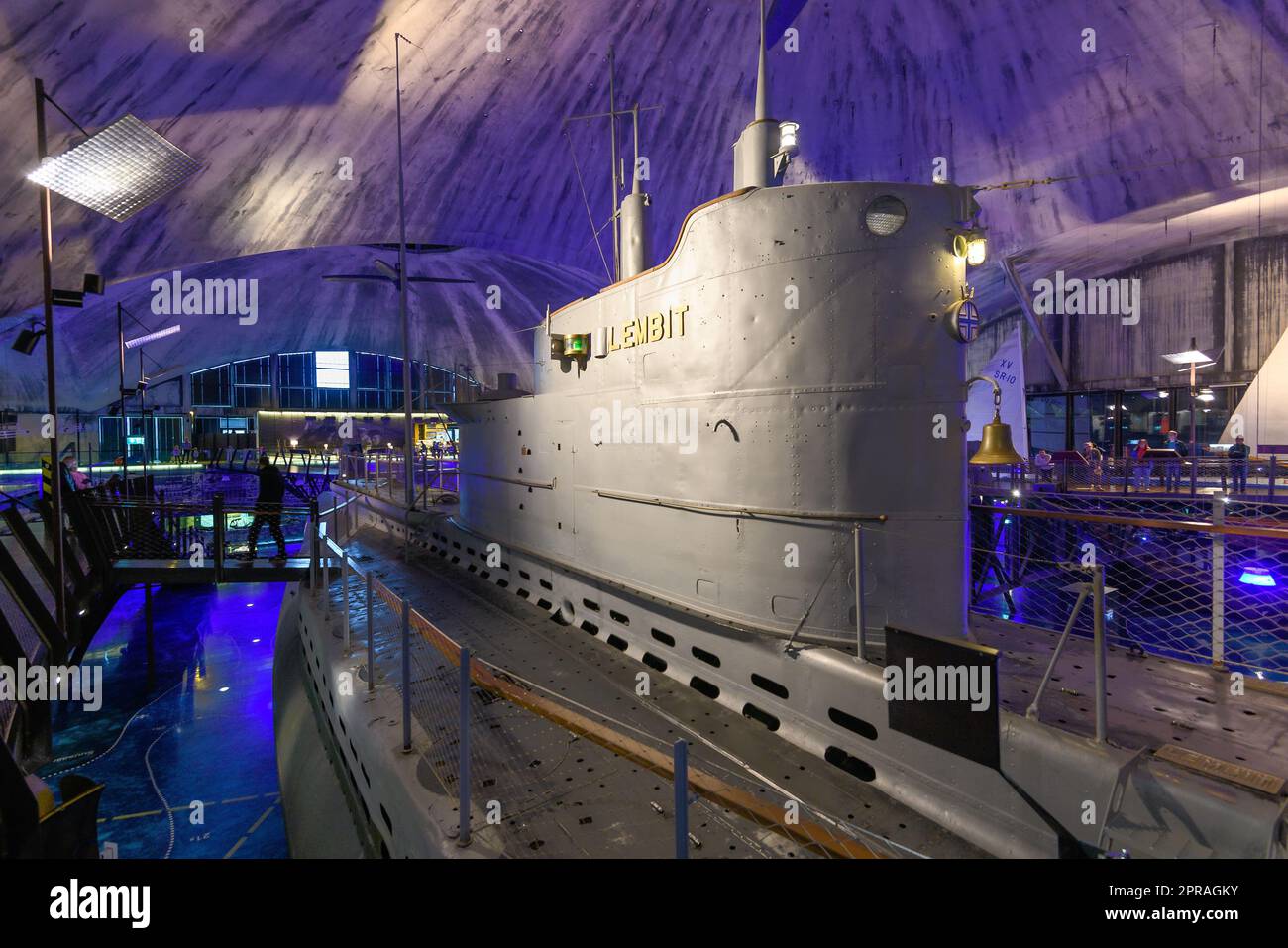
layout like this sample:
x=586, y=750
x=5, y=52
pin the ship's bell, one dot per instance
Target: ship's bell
x=995, y=443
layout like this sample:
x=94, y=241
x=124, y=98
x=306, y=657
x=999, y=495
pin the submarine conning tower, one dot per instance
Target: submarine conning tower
x=709, y=432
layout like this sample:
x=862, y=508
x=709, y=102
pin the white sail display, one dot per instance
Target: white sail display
x=1006, y=368
x=1262, y=414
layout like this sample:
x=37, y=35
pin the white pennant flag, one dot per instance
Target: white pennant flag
x=1006, y=369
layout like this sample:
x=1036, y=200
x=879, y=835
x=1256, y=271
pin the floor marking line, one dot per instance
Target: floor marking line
x=262, y=818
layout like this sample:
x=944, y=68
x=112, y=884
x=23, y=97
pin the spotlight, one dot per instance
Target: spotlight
x=789, y=141
x=970, y=247
x=26, y=340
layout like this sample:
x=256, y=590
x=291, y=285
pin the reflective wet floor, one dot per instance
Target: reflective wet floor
x=184, y=737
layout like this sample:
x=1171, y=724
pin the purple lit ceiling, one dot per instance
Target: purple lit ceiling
x=284, y=90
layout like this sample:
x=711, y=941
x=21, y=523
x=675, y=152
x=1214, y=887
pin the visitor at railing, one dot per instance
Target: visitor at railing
x=1142, y=469
x=1095, y=459
x=1237, y=455
x=1043, y=464
x=1173, y=469
x=268, y=507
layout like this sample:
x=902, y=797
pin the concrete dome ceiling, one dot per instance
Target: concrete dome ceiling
x=283, y=91
x=296, y=309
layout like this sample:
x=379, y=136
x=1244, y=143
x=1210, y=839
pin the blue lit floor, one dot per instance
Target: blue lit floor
x=196, y=724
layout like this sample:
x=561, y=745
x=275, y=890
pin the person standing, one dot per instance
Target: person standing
x=1144, y=469
x=1237, y=455
x=1095, y=460
x=1044, y=464
x=268, y=507
x=1173, y=469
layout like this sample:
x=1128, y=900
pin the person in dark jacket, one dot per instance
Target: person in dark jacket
x=268, y=507
x=1237, y=455
x=1172, y=471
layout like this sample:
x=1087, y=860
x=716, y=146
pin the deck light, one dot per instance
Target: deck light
x=1257, y=576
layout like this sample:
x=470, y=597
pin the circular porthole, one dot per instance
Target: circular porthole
x=885, y=215
x=964, y=321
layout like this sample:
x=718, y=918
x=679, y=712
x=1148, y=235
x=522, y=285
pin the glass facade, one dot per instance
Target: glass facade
x=253, y=382
x=326, y=380
x=1093, y=421
x=150, y=437
x=1116, y=420
x=1048, y=417
x=213, y=386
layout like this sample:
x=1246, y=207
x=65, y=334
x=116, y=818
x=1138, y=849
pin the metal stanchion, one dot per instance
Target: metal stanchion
x=859, y=616
x=372, y=640
x=1218, y=582
x=464, y=782
x=682, y=798
x=1098, y=579
x=313, y=546
x=344, y=596
x=219, y=536
x=406, y=677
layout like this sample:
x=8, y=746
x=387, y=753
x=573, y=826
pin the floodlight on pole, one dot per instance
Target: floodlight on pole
x=116, y=171
x=153, y=337
x=1193, y=360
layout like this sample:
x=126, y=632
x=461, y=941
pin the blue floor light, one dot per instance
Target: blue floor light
x=1257, y=576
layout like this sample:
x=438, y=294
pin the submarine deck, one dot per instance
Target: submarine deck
x=579, y=797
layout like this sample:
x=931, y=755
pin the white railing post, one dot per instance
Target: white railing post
x=1218, y=581
x=344, y=595
x=1098, y=579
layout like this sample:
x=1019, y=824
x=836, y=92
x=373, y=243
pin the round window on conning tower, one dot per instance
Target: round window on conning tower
x=885, y=215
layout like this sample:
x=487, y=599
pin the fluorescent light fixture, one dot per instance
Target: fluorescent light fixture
x=333, y=369
x=119, y=170
x=153, y=337
x=1185, y=359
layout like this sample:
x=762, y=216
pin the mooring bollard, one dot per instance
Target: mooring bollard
x=344, y=595
x=406, y=675
x=464, y=784
x=682, y=798
x=1098, y=592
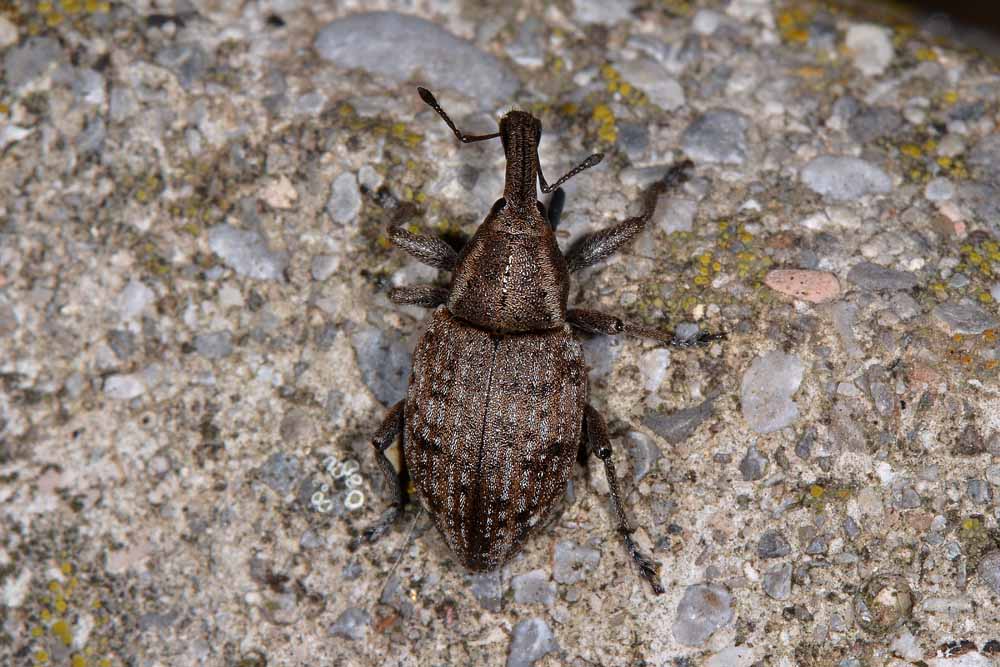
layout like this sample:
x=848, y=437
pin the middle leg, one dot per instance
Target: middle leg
x=600, y=445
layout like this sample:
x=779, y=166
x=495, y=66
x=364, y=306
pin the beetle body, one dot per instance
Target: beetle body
x=493, y=426
x=496, y=409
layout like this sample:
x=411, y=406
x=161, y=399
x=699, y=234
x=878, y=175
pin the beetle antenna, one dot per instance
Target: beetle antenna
x=591, y=161
x=428, y=97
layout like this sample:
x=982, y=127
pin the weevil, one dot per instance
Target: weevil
x=496, y=412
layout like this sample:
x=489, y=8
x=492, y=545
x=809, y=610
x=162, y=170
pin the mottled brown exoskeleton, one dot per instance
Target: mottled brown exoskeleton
x=496, y=412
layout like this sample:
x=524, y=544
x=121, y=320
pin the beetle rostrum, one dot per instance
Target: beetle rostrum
x=497, y=412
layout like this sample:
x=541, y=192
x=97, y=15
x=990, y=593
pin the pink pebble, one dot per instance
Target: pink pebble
x=814, y=286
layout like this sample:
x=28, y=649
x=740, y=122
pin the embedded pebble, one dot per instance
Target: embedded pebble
x=883, y=604
x=675, y=214
x=717, y=136
x=703, y=609
x=773, y=544
x=352, y=624
x=651, y=78
x=753, y=465
x=679, y=425
x=345, y=199
x=812, y=286
x=939, y=189
x=404, y=47
x=600, y=12
x=384, y=361
x=843, y=178
x=777, y=582
x=487, y=588
x=530, y=641
x=572, y=561
x=246, y=252
x=124, y=387
x=534, y=587
x=964, y=318
x=989, y=571
x=8, y=33
x=280, y=472
x=871, y=48
x=643, y=452
x=766, y=391
x=30, y=60
x=875, y=277
x=215, y=345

....

The listing above should be repeated word for word, with every image left out.

layout like this sample:
x=586, y=750
x=5, y=52
pin the ship's bell, one dot per instance
Target: ship's bell
x=995, y=443
layout like this sample:
x=94, y=241
x=124, y=98
x=306, y=657
x=999, y=495
pin the submarine conning tower, one dot per instance
Target: submarine conning tower
x=709, y=432
layout like this sample:
x=862, y=508
x=709, y=102
pin the white sail display, one dot per instance
Target: white sail display
x=1006, y=368
x=1262, y=414
layout like this sample:
x=37, y=35
pin the white pennant flag, one dot per instance
Target: white pennant flag
x=1006, y=369
layout like this sample:
x=1036, y=200
x=879, y=835
x=1256, y=271
pin the floor marking line, one dot per instance
Target: floor marking line
x=262, y=818
layout like this sample:
x=944, y=68
x=112, y=884
x=23, y=97
pin the spotlight, one dot per instance
Target: spotlight
x=789, y=141
x=970, y=247
x=26, y=340
layout like this sample:
x=256, y=590
x=291, y=285
pin the reflective wet floor, one dot per instance
Target: reflective wet floor
x=184, y=737
layout like this sample:
x=1171, y=724
pin the purple lit ceiling, one dot per instance
Target: purple lit ceiling
x=284, y=90
layout like this sample:
x=711, y=941
x=21, y=523
x=675, y=152
x=1214, y=887
pin the visitor at railing, one dot per instance
Target: visitor at railing
x=1142, y=469
x=1095, y=459
x=1237, y=455
x=1043, y=464
x=1173, y=469
x=268, y=507
layout like this sample:
x=902, y=797
pin the concrete dome ceiling, one dot per instance
Target: concrete dome ceiling
x=283, y=91
x=296, y=309
layout like this sample:
x=379, y=136
x=1244, y=143
x=1210, y=839
pin the blue lit floor, one dot per instance
Target: blue lit floor
x=196, y=724
layout like this sample:
x=561, y=745
x=275, y=890
pin the person standing, one dot per instance
Target: person standing
x=1144, y=469
x=1237, y=455
x=1095, y=460
x=1044, y=464
x=268, y=507
x=1173, y=469
layout like this sample:
x=1128, y=900
pin the person in dark jacket, one dot per instance
Target: person in dark jacket
x=268, y=507
x=1237, y=455
x=1172, y=471
layout like this sample:
x=1087, y=860
x=716, y=146
pin the deck light, one dot per instance
Target: deck light
x=1257, y=576
layout like this sample:
x=470, y=597
pin the circular porthole, one dot per instance
Target: circular porthole
x=885, y=215
x=964, y=321
layout like this sample:
x=718, y=918
x=679, y=712
x=1148, y=235
x=522, y=285
pin the glass facade, one dot per instance
Target: glass facade
x=253, y=382
x=326, y=380
x=1093, y=421
x=150, y=437
x=1116, y=420
x=1048, y=417
x=213, y=386
layout like this sample:
x=1246, y=207
x=65, y=334
x=116, y=818
x=1138, y=849
pin the metal stanchion, one dot per instance
Target: metal stanchion
x=859, y=616
x=372, y=640
x=1218, y=582
x=464, y=782
x=682, y=798
x=1098, y=579
x=313, y=546
x=344, y=596
x=219, y=536
x=406, y=677
layout like this sample:
x=8, y=746
x=387, y=753
x=573, y=826
pin the floodlight on pole, one dot per instance
Target: floodlight on pole
x=116, y=171
x=153, y=337
x=1193, y=360
layout like this sample:
x=126, y=632
x=461, y=941
pin the blue floor light, one dot per instance
Target: blue floor light
x=1257, y=576
layout like this sample:
x=438, y=294
pin the submarine deck, one dot per instance
Target: submarine deck
x=579, y=797
layout like this sample:
x=931, y=755
pin the white railing post, one dot per instance
Target: white railing post
x=1218, y=581
x=344, y=595
x=1098, y=579
layout like this sample:
x=1019, y=824
x=836, y=92
x=373, y=243
pin the round window on conning tower, one dot per instance
Target: round window on conning tower
x=885, y=215
layout like this sample:
x=487, y=599
pin the fluorescent light fixture, one dot per instance
Target: fluorescent light fixture
x=333, y=369
x=119, y=170
x=153, y=337
x=1185, y=359
layout like this sample:
x=762, y=216
pin the mooring bollard, one dot per instance
Target: mooring bollard
x=344, y=595
x=406, y=675
x=464, y=784
x=682, y=798
x=1098, y=592
layout like this sample:
x=848, y=437
pin the middle leg, one dot per instance
Target: middle leg
x=600, y=445
layout like this sample:
x=779, y=166
x=495, y=66
x=364, y=306
pin the beetle body, one dot per instance
Target: beetle body
x=493, y=426
x=496, y=409
layout like this sample:
x=411, y=406
x=161, y=399
x=699, y=234
x=878, y=175
pin the beetle antenna, one dot per instance
Target: beetle antenna
x=591, y=161
x=428, y=97
layout like this sample:
x=982, y=127
pin the weevil, one dot per instance
Target: weevil
x=496, y=412
layout like this sample:
x=489, y=8
x=492, y=545
x=809, y=610
x=162, y=170
pin the mottled brown exoskeleton, one dot per instance
Target: mottled brown exoskeleton
x=496, y=412
layout like this sample:
x=524, y=544
x=121, y=320
pin the beetle rostrum, one dot per instance
Target: beetle rostrum
x=497, y=412
layout like this sample:
x=541, y=192
x=97, y=15
x=990, y=593
pin the pink pebble, one dot per instance
Target: pink pebble
x=814, y=286
layout like this sample:
x=28, y=649
x=740, y=122
pin the embedded pebble, one dot per instance
Target: embedded pebble
x=883, y=604
x=675, y=214
x=717, y=136
x=703, y=609
x=773, y=544
x=352, y=624
x=651, y=78
x=753, y=465
x=679, y=425
x=345, y=199
x=812, y=286
x=939, y=189
x=404, y=47
x=600, y=12
x=384, y=361
x=843, y=178
x=777, y=582
x=487, y=588
x=530, y=641
x=572, y=561
x=246, y=252
x=124, y=387
x=534, y=587
x=964, y=318
x=989, y=571
x=8, y=33
x=280, y=472
x=871, y=48
x=643, y=452
x=766, y=391
x=30, y=60
x=875, y=277
x=215, y=345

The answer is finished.